▶ PROBLEM TO SOLVE
Select and copy out every line in the material below that contains the word "metal".

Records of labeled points
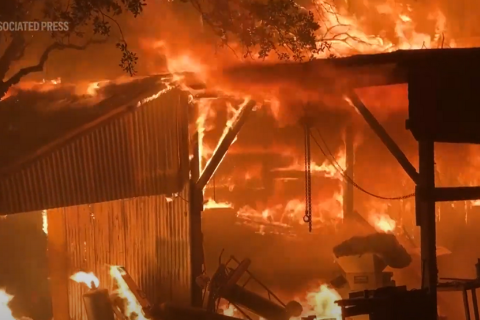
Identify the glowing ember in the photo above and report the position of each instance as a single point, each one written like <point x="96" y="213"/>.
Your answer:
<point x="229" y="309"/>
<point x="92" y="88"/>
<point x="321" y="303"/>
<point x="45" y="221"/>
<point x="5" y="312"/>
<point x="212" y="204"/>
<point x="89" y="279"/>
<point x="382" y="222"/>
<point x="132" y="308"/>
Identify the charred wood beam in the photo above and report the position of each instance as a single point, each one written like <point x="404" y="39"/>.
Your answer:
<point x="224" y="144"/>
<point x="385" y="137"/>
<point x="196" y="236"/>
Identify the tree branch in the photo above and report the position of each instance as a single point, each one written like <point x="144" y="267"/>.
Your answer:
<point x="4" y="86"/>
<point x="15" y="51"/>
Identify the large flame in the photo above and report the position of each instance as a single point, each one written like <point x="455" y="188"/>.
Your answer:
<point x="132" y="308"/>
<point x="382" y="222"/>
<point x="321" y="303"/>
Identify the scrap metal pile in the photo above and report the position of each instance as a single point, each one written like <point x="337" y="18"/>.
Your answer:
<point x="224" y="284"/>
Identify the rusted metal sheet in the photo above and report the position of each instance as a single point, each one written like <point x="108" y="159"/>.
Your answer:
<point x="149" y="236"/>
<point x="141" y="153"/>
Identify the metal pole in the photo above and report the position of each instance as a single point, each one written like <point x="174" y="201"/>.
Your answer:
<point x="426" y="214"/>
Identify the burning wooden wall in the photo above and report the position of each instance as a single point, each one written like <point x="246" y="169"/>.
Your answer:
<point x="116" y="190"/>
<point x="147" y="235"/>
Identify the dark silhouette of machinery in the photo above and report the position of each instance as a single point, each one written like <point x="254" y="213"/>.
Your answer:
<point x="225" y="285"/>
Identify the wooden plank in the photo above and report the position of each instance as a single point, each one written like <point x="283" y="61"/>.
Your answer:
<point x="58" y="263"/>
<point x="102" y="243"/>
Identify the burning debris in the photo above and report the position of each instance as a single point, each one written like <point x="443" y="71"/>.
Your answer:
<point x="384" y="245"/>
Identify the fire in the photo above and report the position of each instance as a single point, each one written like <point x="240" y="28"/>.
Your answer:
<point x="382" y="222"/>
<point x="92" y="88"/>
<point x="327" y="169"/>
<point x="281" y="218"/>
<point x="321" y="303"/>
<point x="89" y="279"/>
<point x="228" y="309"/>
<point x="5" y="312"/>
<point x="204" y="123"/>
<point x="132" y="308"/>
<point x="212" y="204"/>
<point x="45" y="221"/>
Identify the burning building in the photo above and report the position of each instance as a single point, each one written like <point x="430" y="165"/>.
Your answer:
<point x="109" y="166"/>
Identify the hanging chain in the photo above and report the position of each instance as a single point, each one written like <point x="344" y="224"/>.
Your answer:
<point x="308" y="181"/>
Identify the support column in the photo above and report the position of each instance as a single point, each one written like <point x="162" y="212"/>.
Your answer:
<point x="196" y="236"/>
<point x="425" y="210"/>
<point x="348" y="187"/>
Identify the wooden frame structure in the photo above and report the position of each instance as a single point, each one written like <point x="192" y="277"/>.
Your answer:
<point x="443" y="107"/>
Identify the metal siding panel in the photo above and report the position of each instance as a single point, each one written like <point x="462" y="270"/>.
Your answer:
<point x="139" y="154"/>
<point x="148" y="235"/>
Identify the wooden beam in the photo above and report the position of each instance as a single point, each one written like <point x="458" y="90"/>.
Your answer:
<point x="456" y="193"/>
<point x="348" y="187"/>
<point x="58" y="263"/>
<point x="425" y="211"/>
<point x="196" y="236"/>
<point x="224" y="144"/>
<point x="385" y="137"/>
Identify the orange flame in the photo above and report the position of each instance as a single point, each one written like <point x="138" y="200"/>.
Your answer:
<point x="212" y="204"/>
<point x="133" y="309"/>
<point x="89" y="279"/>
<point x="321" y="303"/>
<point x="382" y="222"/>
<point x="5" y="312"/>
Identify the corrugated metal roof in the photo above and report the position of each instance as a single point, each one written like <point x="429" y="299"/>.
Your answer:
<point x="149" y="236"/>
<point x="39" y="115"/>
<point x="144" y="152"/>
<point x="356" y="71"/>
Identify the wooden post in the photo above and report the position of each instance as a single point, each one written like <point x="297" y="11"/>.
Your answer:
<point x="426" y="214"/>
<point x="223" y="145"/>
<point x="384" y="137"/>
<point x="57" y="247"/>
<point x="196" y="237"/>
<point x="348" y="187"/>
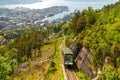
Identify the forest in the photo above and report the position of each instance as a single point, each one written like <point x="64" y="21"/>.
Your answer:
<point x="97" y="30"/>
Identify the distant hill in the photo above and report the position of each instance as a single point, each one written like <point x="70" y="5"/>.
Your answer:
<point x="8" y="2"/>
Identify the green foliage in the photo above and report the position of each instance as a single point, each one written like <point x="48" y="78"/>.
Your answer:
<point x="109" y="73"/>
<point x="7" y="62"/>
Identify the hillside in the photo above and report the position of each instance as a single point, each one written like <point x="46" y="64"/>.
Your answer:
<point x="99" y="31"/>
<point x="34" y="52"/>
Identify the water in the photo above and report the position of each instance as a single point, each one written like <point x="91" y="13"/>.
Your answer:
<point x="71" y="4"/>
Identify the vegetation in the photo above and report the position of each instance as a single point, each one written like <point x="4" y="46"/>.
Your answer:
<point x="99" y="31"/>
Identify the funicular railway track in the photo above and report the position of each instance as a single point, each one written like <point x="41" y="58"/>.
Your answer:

---

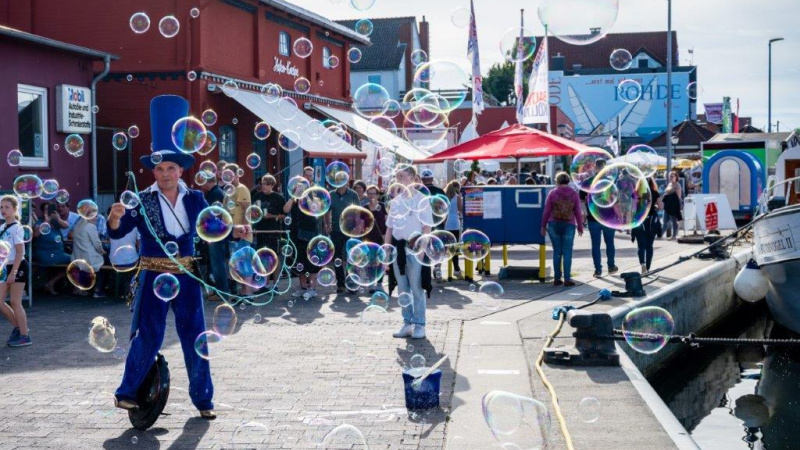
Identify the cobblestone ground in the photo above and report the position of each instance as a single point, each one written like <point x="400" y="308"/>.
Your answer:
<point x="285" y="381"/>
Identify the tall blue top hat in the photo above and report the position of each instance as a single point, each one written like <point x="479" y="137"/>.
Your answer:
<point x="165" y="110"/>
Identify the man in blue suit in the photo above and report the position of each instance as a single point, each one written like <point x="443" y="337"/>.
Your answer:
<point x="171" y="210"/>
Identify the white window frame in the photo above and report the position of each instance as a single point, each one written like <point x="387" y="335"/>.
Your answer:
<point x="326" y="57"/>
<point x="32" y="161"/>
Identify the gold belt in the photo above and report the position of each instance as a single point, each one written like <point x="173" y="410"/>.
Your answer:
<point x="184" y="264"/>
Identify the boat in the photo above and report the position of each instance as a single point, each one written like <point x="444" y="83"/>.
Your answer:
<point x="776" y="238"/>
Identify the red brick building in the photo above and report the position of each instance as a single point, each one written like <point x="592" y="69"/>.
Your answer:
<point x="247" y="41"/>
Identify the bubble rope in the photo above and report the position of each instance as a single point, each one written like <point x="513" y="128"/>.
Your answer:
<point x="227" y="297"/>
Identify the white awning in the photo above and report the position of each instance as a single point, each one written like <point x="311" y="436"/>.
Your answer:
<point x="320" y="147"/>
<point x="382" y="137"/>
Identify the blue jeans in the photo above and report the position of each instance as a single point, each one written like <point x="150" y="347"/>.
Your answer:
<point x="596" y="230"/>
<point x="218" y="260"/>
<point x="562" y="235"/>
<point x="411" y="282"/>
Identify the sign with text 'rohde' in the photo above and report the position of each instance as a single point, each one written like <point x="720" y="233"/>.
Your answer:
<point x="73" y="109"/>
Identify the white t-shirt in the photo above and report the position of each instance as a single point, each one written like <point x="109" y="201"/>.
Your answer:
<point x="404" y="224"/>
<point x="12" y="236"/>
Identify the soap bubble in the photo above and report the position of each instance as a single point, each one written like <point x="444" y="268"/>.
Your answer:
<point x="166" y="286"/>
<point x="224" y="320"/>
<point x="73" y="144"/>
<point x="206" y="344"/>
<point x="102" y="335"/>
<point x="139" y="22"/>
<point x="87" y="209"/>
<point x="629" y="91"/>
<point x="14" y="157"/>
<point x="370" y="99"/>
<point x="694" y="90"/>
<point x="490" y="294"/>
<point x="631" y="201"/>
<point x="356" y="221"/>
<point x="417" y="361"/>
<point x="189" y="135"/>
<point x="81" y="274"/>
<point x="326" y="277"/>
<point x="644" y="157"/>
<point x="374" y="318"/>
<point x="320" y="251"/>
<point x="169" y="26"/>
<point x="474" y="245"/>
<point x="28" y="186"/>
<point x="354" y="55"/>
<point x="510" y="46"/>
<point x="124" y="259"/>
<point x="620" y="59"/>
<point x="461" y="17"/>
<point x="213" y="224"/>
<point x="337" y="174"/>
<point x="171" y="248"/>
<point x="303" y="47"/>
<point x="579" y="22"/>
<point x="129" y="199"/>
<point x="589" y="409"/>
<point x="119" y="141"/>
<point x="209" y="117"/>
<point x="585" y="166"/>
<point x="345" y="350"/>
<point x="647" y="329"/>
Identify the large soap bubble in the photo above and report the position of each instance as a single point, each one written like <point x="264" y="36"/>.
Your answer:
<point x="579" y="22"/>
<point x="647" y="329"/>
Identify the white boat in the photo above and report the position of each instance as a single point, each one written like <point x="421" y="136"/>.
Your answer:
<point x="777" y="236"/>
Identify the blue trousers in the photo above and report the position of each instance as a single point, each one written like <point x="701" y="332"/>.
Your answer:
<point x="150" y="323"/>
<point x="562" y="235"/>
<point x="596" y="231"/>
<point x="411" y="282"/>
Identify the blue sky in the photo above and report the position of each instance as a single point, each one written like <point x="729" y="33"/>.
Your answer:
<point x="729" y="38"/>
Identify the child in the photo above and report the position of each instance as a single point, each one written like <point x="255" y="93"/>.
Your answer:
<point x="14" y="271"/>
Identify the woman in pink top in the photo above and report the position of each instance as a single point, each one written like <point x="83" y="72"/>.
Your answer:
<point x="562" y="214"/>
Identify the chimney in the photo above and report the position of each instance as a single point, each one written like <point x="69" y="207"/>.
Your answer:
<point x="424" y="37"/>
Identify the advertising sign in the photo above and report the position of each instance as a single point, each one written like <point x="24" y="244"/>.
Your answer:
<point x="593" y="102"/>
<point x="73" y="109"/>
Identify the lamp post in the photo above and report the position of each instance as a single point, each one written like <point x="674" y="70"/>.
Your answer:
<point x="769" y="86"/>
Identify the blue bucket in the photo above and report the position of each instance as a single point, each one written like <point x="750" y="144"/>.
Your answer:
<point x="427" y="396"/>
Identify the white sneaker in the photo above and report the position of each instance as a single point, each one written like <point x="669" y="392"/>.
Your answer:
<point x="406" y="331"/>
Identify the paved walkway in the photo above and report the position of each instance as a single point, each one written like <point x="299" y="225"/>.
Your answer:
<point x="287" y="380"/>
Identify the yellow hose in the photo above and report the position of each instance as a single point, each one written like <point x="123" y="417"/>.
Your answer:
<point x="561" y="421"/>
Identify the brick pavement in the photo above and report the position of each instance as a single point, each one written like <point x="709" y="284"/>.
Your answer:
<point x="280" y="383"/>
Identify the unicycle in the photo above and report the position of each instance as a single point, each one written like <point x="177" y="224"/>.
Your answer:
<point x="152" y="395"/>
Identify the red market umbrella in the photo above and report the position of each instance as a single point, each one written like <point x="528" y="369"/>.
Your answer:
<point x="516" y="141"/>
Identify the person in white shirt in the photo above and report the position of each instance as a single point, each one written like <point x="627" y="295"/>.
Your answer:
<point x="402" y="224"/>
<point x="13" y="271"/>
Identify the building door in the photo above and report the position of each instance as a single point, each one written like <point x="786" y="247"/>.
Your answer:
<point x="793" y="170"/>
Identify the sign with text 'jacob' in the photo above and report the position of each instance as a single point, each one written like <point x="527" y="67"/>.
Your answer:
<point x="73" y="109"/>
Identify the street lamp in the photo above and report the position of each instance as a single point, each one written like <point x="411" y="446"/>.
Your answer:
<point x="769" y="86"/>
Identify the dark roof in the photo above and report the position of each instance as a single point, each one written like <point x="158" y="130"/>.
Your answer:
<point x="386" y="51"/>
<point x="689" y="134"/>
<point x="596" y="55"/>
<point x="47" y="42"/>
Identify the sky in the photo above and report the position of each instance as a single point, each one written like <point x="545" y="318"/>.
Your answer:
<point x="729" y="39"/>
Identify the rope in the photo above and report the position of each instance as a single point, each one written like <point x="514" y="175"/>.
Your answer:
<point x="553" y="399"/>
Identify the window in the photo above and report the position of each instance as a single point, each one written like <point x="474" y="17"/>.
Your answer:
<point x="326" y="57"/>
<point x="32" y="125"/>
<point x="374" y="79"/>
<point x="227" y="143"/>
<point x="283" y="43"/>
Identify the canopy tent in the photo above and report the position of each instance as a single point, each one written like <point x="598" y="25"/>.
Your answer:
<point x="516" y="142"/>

▶ WORKED SOLUTION
Identify the scrap metal pile in the photo above and report the position of each instance as a single point, each one written like <point x="337" y="18"/>.
Identify the rusted metal sheet in the photo above and report the position of each instance as a single point, each one written like <point x="108" y="159"/>.
Identify the metal pole in the photo above and report the position of each instance as a single point, each one written like <point x="174" y="201"/>.
Identify the metal siding panel in the photo above and report the position of each instance as a single point, each one written like <point x="462" y="270"/>.
Identify the corrugated metal roof in the photo above and report the position of each instance as a single point, each one written like <point x="429" y="299"/>.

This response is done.